Excerpted text →
_ _ _ _ _ _ _
Unhappy bedfellows: Taarabt and the Tottenham shirt.

Unhappy bedfellows: Taarabt and the Tottenham shirt.

“We used to play in the French national team and he was just nutmegging the same guy for maybe four or five times, the manager used to tell him, ‘If you don’t give the ball, you come off.’ And he didn’t care. He was bringing us penalties, scoring goals.” – Armand Traoré

“I arrived to find that, at three o’clock in the afternoon, it was already night. I played for the Tottenham reserves against Chelsea and I could not understand how the English played. Somebody put me on the floor but there were no free-kicks, nothing. The referee just played on. When you play in France it’s quiet, the players do not talk. In England I hear players saying, ‘F**k off. Man on. Come on’. Players in my team, they are shouting at me. I think they’re insulting me.” – Adel Taarabt

Becoming a success wasn’t easy; Taarabt’s natural game as a teenager, his desire to play unencumbered by little things like positioning and tactical discipline, his bad attitude and his inability to speak the language made him the latest in a long line of enfant terrible’s to arrive in England, at Tottenham in this case, in January 2007. After two weeks in England he wanted to leave and by his last season at Spurs Juande Ramos refused to even give him a shirt number (the same fate befell Kevin Prince-Boateng who is now a superstar at AC Milan).Taarabt’s time at Tottenham, with its fall outs and frustrations, damaged his reputation amongst the mainstream media and football fans in general in a way in which it has yet to recover. Having arrived at Tottenham in 2007 hailed as the next Zidane, Taarabt wound up at Queens Park Rangers, a player with a reputation for being a ‘fruitcake’ found himself at a club run by fruitcakes.
_ _ _ _ _ _ _
Data section →
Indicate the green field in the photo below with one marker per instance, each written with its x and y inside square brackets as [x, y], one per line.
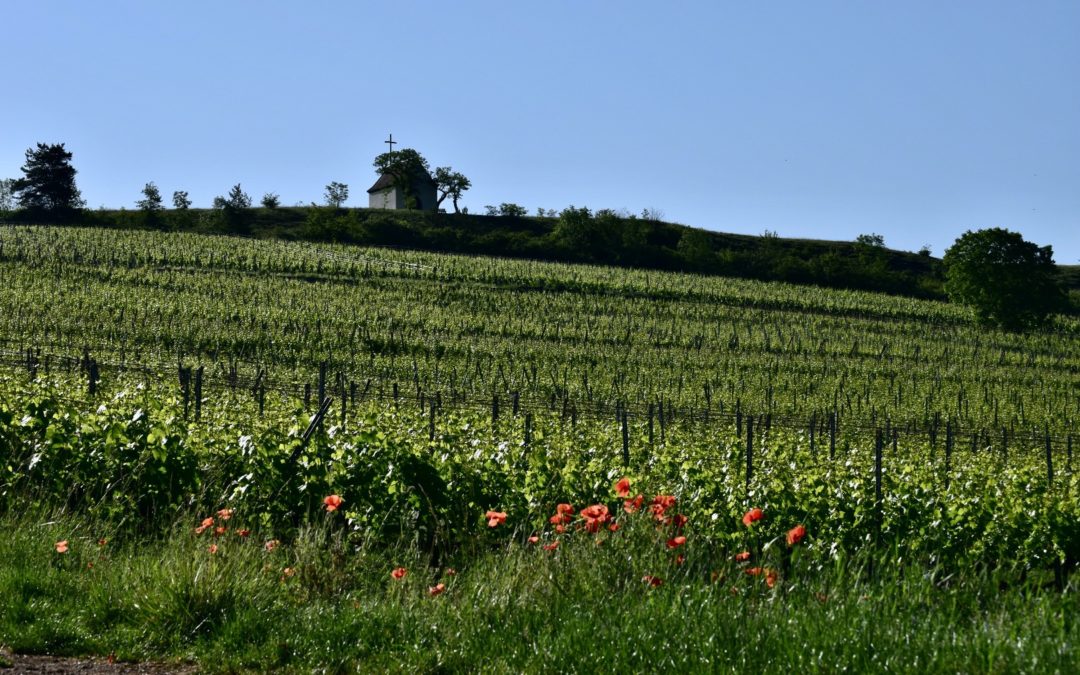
_ _ _ _ _ _ _
Set task 1 → In the passage on Taarabt at Tottenham, which manager refused to give him a shirt number?
Set task 2 → List every football club that the passage on Taarabt at Tottenham names.

Final answer 1 → Juande Ramos

Final answer 2 →
- Tottenham (also called Spurs)
- Chelsea
- AC Milan
- Queens Park Rangers